··· Material for this exercise ···

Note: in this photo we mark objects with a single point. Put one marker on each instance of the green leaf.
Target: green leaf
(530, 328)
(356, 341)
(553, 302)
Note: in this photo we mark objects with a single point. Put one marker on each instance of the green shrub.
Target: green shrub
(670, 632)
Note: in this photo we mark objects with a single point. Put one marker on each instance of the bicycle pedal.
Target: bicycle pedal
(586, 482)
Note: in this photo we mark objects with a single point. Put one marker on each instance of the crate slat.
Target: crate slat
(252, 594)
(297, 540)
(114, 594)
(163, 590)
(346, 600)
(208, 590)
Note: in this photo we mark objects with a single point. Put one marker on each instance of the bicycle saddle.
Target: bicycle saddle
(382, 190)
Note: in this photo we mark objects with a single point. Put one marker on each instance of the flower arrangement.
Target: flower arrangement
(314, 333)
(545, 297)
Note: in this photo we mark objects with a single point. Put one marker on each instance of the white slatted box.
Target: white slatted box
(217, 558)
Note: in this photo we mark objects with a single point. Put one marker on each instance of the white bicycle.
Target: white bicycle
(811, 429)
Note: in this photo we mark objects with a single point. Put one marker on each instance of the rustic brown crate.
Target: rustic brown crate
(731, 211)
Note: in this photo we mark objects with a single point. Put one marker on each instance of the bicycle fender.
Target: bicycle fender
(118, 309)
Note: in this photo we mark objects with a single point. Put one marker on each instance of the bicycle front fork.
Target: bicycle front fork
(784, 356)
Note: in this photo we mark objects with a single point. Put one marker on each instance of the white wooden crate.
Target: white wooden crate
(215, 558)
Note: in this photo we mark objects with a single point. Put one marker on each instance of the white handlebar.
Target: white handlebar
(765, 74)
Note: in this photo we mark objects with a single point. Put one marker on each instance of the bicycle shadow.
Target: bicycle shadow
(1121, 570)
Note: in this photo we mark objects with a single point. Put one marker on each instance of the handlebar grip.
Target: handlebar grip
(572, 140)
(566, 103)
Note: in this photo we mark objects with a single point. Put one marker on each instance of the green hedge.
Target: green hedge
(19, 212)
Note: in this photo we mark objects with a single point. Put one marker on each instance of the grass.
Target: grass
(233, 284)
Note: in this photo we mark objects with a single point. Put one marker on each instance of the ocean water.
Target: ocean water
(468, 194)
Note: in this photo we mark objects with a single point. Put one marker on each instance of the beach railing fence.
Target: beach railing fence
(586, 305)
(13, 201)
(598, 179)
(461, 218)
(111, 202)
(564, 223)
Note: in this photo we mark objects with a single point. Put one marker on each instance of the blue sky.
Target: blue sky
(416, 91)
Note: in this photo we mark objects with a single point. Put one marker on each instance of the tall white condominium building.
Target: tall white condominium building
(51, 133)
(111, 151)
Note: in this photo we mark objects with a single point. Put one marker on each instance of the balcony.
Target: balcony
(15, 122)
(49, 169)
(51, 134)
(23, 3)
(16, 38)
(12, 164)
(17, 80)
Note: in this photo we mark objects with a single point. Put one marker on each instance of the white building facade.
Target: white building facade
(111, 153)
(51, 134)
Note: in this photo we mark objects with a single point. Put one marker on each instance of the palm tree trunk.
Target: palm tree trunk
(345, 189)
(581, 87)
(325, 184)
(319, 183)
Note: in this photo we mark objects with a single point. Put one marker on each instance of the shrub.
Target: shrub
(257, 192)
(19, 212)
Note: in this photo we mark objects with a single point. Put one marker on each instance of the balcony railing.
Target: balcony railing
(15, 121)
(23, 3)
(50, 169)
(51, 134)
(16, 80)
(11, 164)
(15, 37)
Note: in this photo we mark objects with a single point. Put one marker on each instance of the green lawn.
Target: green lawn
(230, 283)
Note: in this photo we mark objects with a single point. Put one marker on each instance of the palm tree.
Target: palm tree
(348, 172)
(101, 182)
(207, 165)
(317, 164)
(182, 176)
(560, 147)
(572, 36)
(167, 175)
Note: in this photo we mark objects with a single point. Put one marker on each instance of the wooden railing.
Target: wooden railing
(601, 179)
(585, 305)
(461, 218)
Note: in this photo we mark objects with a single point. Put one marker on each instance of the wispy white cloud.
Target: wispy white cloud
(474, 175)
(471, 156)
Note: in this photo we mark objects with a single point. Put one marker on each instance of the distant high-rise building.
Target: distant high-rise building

···

## What the exercise asks
Please restate every record above word for word.

## Result of this exercise
Note: in this photo we mark objects with a single point. Put one marker on each instance of the green leaf.
Target: green leaf
(530, 328)
(356, 341)
(553, 302)
Note: in this photo we mark objects with a single point. Put one marker on each instance of the green shrub.
Target: green shrub
(670, 632)
Note: in this photo we mark objects with a single point. Put one marker on each instance of the bicycle pedal.
Target: bicycle pedal
(586, 482)
Note: in this photo we mark objects with a single point. Put one marker on each instance of the crate slat.
Target: crate slat
(252, 594)
(297, 540)
(114, 594)
(163, 590)
(346, 600)
(208, 590)
Note: in this photo we mark objects with a single point. Put one marker on each instance of the bicycle saddle.
Target: bicycle saddle
(382, 190)
Note: in this photo we mark objects with a single point. Put one marker on each instance of the flower arrangement.
Target: flower arrangement
(314, 333)
(545, 297)
Note: in this photo we mark objects with a single point. Put one marker on each instance of the white slatted box.
Target: white slatted box
(217, 558)
Note: in this photo we mark objects with a single point. Put one marker on each instance of the white bicycle.
Target: white bicycle
(811, 429)
Note: in this photo we mark objects with a single point. Put one marker on each instance of the rustic brown crate.
Target: rustic brown crate
(731, 211)
Note: in this photo we mark objects with a single point. Put one marker on each instance of the bicycle fender.
Target: bicycle fender
(118, 309)
Note: in this photo we mark objects with a single point. Put one marker on each instance of the bicycle front fork.
Target: bicycle front fork
(784, 356)
Note: in this photo we mark objects with a single point. Put one marker on each instance of the white wooden crate.
Target: white wooden crate
(215, 558)
Note: in this photo we mark objects with a single point. Put one marker on each instance of the white handlebar.
Target: white handlebar
(765, 74)
Note: in this photo we mark objects with a single point. Put one marker on each instance of the bicycle shadow.
Target: bicycle shadow
(1121, 570)
Note: in this photo we mark objects with a single point. Put one marker on each instance of the handlebar grip.
Target: handlebar grip
(572, 140)
(566, 103)
Note: in this photo we mark objects with a single point. Put one marker on each instance of the green hedge.
Target: green hedge
(19, 212)
Note: in this photo we mark objects with a single point. Put one marker on each instance of the grass.
Target: grass
(233, 284)
Note: in this photo we mark objects with a single point. Put one marker on each instance of the ocean water.
Target: ocean water
(468, 194)
Note: in this photo we mark objects with a single point. Put one marker on each instance of the beach railing fence.
Target: beach railing fence
(586, 305)
(13, 201)
(598, 179)
(461, 218)
(111, 202)
(564, 223)
Note: in this photo we mark objects with a single point. Put one marker on each instance of the blue sky.
Target: blue sky
(416, 91)
Note: in this photo we mark objects with a single point. Put one marker on each instance of the tall white condominium building.
Target: tall white condominium building
(51, 133)
(111, 151)
Note: in this photo we mark objects with a single point. Put one marker on each instance of the balcony.
Target: balcony
(15, 122)
(49, 169)
(51, 134)
(23, 3)
(16, 38)
(12, 164)
(17, 80)
Note: in this photo we mark objects with a single point. Put one marker on each instance of the white building facade.
Target: white building facade
(111, 153)
(51, 134)
Note: in this photo we mark objects with a single point. Put one marker on each instance of the palm tree trunk.
Target: palm tree trunk
(345, 189)
(581, 87)
(325, 184)
(319, 183)
Note: in this photo we mark objects with a single point. Put one marker on each instance of the shrub.
Target: shrub
(257, 192)
(19, 212)
Note: in this photo we mark objects with a single point. Put one marker on each instance of the balcony railing.
Target: balcony railing
(15, 121)
(23, 3)
(50, 169)
(51, 134)
(16, 80)
(11, 164)
(15, 37)
Note: in this photo we mark objects with a single point. Put one marker on each instance of the green lawn.
Target: green lawn
(230, 283)
Note: in this photo we mark objects with a single point. Put one marker on each instance of the palm tree.
Target: palm tree
(348, 172)
(101, 182)
(207, 165)
(317, 164)
(182, 176)
(560, 147)
(572, 36)
(167, 175)
Note: in this photo we mark objects with a single point. Put one marker on each instance of the wooden railing.
Target: wooden railing
(601, 179)
(585, 305)
(461, 218)
Note: in this photo we mark objects with a single point. Put one marker on each instance of the wispy white cloud.
Target: wispy white cloud
(474, 175)
(471, 156)
Note: in this photo we mark objects with a single point. Put one marker on each instance of the distant high-rise building.
Target: distant high-rise building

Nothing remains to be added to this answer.